Excerpt Start Marker
OBJECTIVES: We implemented an explainable machine learning (ML) model to gain insight into the association between cardiac magnetic resonance markers and adverse outcomes of cardiovascular hospitalization and all-cause death (composite endpoint) in patients with nonischemic dilated cardiomyopathy (NICM).
BACKGROUND: Risk stratification of patients with NICM remains challenging. An explainable ML model has the potential to provide insight into the contributions of different risk markers in the prediction model.
METHODS: An explainable ML model based on extreme gradient boosting (XGBoost) machines was developed using cardiac magnetic resonance and clinical parameters. The study cohorts consist of patients with NICM from 2 academic medical centers: Beth Israel Deaconess Medical Center (BIDMC) and Brigham and Women’s Hospital (BWH), with 328 and 214 patients, respectively. XGBoost was trained on 70% of patients from the BIDMC cohort and evaluated based on the other 30% as internal validation. The model was externally validated using the BWH cohort. To investigate the contribution of different features in our risk prediction model, we used Shapley additive explanations (SHAP) analysis.
Excerpt End Marker
■ **What you need to do**
(a) In the abstract, how many patients did the Brigham and Women’s Hospital cohort include?
(b) Please list every abbreviation the abstract defines, each with its full form.
(c) Does the abstract support each statement? Answer yes or no for each, quoting the words that decide it.
(i) The model was externally validated with the BIDMC cohort.
(ii) SHAP analysis was used to examine how different features contributed to the risk prediction model.
(iii) XGBoost was trained on half of the BIDMC patients.
None of the entries matter for the work on this abstract.
Extracted data Start Marker
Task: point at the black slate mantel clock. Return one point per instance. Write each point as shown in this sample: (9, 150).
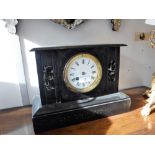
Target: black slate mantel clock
(77, 83)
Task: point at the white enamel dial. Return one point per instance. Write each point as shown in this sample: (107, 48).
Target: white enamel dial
(82, 73)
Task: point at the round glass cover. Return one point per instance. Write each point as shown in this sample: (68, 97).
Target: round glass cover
(82, 73)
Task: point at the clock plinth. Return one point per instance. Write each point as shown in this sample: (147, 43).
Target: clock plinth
(77, 83)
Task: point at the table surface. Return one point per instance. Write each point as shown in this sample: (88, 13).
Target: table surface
(19, 121)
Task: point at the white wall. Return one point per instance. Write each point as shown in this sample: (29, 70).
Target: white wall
(137, 59)
(12, 82)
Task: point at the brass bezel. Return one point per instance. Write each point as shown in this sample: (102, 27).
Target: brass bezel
(94, 84)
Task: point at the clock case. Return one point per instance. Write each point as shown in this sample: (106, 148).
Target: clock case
(58, 103)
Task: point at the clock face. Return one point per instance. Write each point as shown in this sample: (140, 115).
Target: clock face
(82, 73)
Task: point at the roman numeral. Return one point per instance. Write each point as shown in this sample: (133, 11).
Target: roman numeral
(78, 84)
(73, 79)
(88, 62)
(71, 74)
(92, 66)
(92, 77)
(77, 63)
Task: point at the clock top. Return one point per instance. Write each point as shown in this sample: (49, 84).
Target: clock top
(76, 46)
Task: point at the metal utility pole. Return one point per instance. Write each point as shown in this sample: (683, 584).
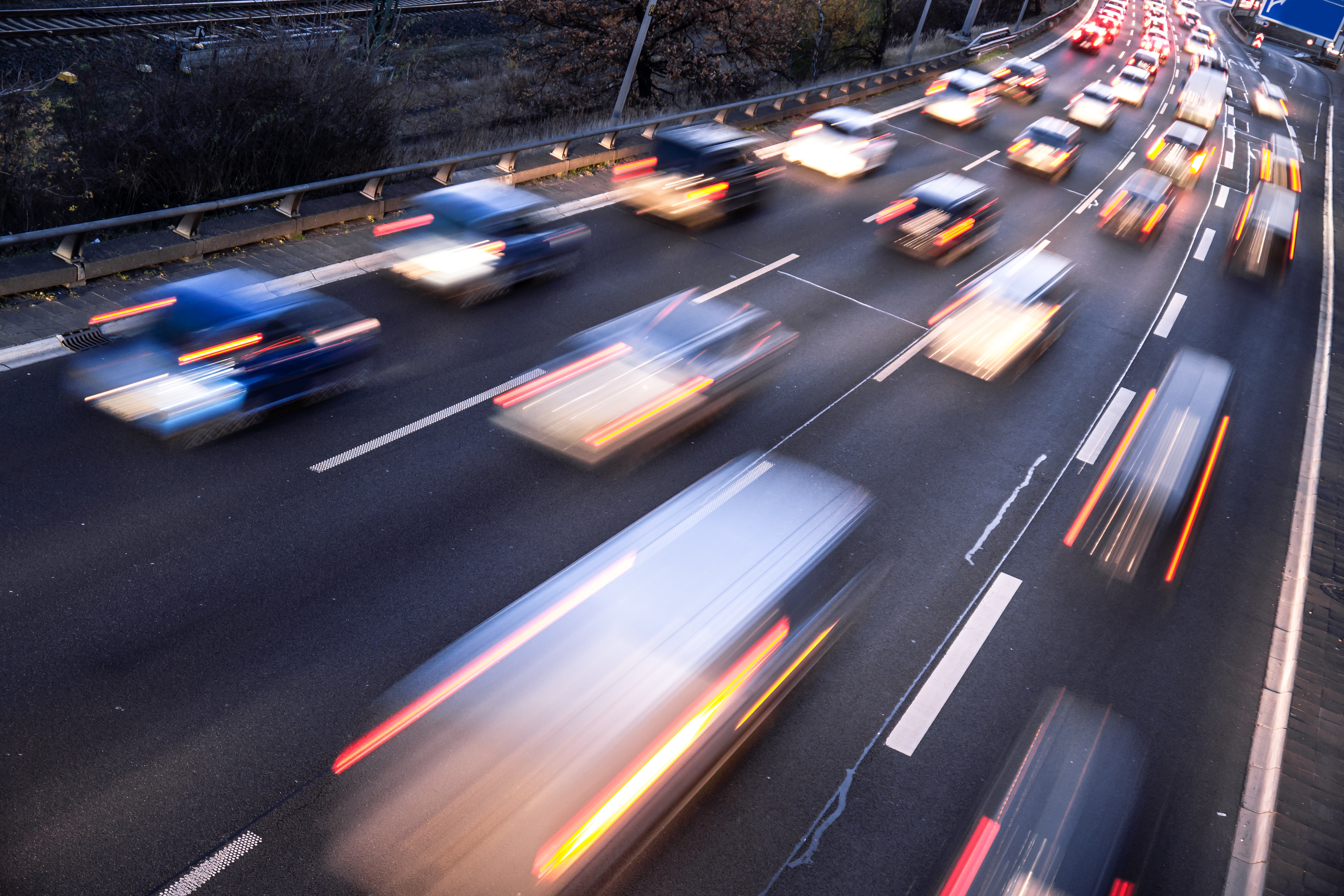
Extracted data End Marker
■ **Responses in order**
(a) 214 patients.

(b)
ML: machine learning
NICM: nonischemic dilated cardiomyopathy
XGBoost: extreme gradient boosting
BIDMC: Beth Israel Deaconess Medical Center
BWH: Brigham and Women’s Hospital
SHAP: Shapley additive explanations

(c)
(i) No: "The model was externally validated using the BWH cohort."
(ii) Yes: "To investigate the contribution of different features in our risk prediction model, we used Shapley additive explanations (SHAP) analysis."
(iii) No: "XGBoost was trained on 70% of patients from the BIDMC cohort"